[Coordinate annotation records]
BEGIN

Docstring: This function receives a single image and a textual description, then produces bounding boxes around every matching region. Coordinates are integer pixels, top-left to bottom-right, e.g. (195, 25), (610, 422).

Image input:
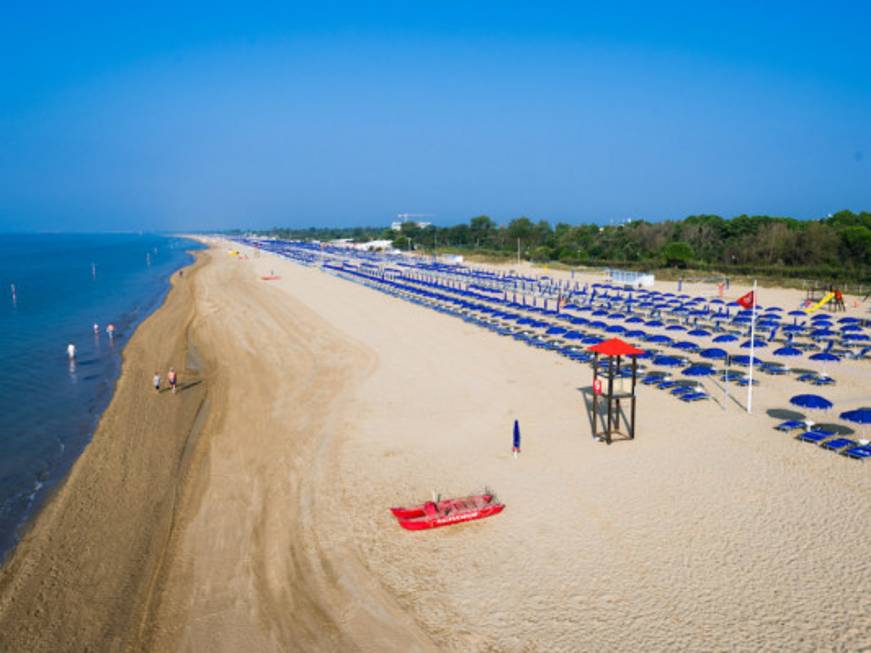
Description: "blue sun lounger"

(841, 444), (871, 460)
(774, 419), (805, 433)
(820, 438), (856, 451)
(795, 431), (834, 444)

END

REQUIREMENTS>
Express the records above as a two-column CSV with the columns request and answer, one row per record. Put each record's text and its answer in a single quoted field, turn line breaks into spaces, and leave the pictures out.

RESULT FOR THIS EXERCISE>
request,answer
"Docstring: This function receives a single image and a textual description, then produces bounding boxes around every matching region. Coordinates are integer pixels, top-left to bottom-right, e.g. (195, 25), (610, 422). Image input: Description: ""blue sun lounger""","(841, 444), (871, 460) (774, 419), (805, 433) (820, 438), (856, 451) (795, 431), (834, 444)"